* Work required *
Reproduce each of the following lines verbatim, in the same order.
[begin Material for this task]
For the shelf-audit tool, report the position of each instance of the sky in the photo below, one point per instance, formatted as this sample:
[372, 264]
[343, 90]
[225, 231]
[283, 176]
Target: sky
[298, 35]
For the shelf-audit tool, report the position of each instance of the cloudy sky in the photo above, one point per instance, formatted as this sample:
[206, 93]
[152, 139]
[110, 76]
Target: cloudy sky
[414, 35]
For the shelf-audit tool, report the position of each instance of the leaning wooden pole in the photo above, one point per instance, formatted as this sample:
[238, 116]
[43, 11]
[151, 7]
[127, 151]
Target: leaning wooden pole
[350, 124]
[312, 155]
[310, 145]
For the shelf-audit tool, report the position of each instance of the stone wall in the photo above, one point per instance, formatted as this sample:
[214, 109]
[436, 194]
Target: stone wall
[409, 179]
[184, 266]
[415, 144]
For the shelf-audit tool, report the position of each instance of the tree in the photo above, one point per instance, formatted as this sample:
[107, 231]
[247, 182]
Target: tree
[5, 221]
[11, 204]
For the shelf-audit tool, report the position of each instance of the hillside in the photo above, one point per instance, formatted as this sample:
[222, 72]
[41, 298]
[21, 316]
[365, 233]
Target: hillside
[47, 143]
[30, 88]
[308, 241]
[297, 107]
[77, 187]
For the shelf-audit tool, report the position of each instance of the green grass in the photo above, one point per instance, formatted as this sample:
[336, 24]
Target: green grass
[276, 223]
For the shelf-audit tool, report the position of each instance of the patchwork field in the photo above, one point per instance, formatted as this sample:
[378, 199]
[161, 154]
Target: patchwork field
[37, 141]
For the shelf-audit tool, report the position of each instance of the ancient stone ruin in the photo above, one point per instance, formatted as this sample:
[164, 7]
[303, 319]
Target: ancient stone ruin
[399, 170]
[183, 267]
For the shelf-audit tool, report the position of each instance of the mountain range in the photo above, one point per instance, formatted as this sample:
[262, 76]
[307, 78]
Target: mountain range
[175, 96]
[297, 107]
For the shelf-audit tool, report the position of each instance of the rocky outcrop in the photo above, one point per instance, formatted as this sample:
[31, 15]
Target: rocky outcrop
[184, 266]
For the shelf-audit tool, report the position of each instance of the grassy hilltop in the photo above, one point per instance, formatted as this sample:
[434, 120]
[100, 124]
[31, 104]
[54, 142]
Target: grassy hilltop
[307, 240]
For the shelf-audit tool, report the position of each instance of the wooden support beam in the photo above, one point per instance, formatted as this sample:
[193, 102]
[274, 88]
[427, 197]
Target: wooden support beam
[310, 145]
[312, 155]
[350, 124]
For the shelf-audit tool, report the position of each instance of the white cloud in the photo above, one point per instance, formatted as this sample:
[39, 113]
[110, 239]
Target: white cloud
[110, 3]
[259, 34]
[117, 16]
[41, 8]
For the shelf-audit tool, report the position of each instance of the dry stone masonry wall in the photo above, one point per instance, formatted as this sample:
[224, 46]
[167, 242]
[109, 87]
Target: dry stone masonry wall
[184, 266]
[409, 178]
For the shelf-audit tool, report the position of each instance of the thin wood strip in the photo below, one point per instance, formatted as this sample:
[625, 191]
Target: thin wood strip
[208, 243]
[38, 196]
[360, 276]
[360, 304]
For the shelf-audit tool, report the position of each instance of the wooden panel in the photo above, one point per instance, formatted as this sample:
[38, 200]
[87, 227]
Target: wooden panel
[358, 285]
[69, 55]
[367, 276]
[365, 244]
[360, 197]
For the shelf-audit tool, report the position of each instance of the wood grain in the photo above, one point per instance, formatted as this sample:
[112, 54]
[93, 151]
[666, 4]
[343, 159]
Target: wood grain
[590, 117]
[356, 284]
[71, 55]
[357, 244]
[end Material for this task]
* Solution to the problem *
For the shelf-audit tool, report the position of each instance of the sky in the photo below, one point per instance, formatted as this sample:
[372, 264]
[343, 90]
[225, 231]
[283, 176]
Target: sky
[298, 35]
For the shelf-audit tool, report the position of each instance of the cloudy sky in the photo above, one point per instance, formatted as this sample:
[206, 93]
[152, 139]
[110, 76]
Target: cloudy sky
[414, 35]
For the shelf-audit tool, report the position of each instance of the leaning wooden pole in the photo above, one point per instance, formatted as this sample:
[238, 116]
[43, 11]
[151, 7]
[127, 151]
Target: leaning wooden pole
[350, 124]
[312, 155]
[310, 145]
For the shelf-audit tool, report the position of each instance of the stone wall in the photo above, one point per instance, formatted as this sample:
[214, 109]
[436, 194]
Target: stone wall
[409, 179]
[184, 266]
[415, 144]
For the shelf-audit tool, report the position of each instance of the tree in the photo above, one point per instance, formatted as this sample:
[107, 231]
[247, 182]
Target: tree
[5, 221]
[11, 204]
For the shelf-audit tool, report the position of each instance of the hillside in the photo above, one point per instance, formatted as this sample:
[222, 72]
[41, 298]
[21, 316]
[365, 233]
Target: hillside
[47, 143]
[30, 88]
[308, 241]
[297, 107]
[77, 187]
For the shelf-audit tool, report the position of each instance of the green grass in the photo above, one point per instance, formatted as this sample:
[336, 24]
Target: green grass
[276, 223]
For the shelf-audit tool, report the position of each instance of the patchwork field in the photo above, one point per instance, formatted as this sample:
[378, 199]
[161, 154]
Target: patchwork field
[37, 141]
For the shelf-audit tool, report the position of each instance of the ancient stone ruin in the photo above, one point per instance, formatted as this sample:
[164, 7]
[303, 319]
Target: ancient stone ruin
[399, 170]
[183, 267]
For the shelf-audit tool, report the position of each instance of the mountain range in the photo above, one point per instance, formatted as this sample:
[262, 76]
[307, 78]
Target: mountain range
[175, 96]
[297, 107]
For the shelf-audit tool, report the position of each instance of the rocky outcrop in the photo above, one point per instance, formatted as this sample:
[31, 15]
Target: rocky outcrop
[184, 266]
For the shelf-audit tool, report the position of each instance of the grassy hilltop in the photo above, one point per instance, formatted as this sample:
[434, 120]
[100, 124]
[31, 104]
[54, 142]
Target: grassy hilltop
[307, 240]
For the shelf-audit tool, report the position of each instance of the wooden support beam in the photo above, one point per instance, formatted as this sample:
[193, 102]
[274, 88]
[427, 197]
Target: wooden support beam
[310, 145]
[312, 155]
[350, 124]
For the shelf-audit tool, report the position of each instance of the white cloud in the photo above, one point per instance, formatted as this sample:
[39, 113]
[110, 239]
Target: white cloud
[110, 3]
[259, 34]
[117, 16]
[41, 8]
For the shelf-audit tool, report the position of each instance of the dry stone masonry wall in the photo above, one point per instance, formatted as this sample:
[224, 46]
[167, 242]
[109, 87]
Target: dry stone masonry wall
[184, 266]
[409, 178]
For the shelf-audit tool, report the position of each instance of the thin wood strip in the photo below, one point per instance, formatted as this sample:
[625, 191]
Target: thin wood strip
[208, 243]
[38, 196]
[360, 276]
[360, 304]
For the shelf-audit tool, report the position of each instance of the wooden panel in the photo above, one point per instance, formatted as this sample:
[38, 200]
[87, 227]
Target: wooden panel
[358, 285]
[69, 55]
[367, 276]
[365, 244]
[360, 197]
For the shelf-audit tool, report the position of each instance of the wood grain in the photo above, one point per instance, formatted as this sample:
[112, 54]
[93, 151]
[666, 4]
[343, 159]
Target: wood grain
[590, 117]
[356, 284]
[71, 55]
[357, 244]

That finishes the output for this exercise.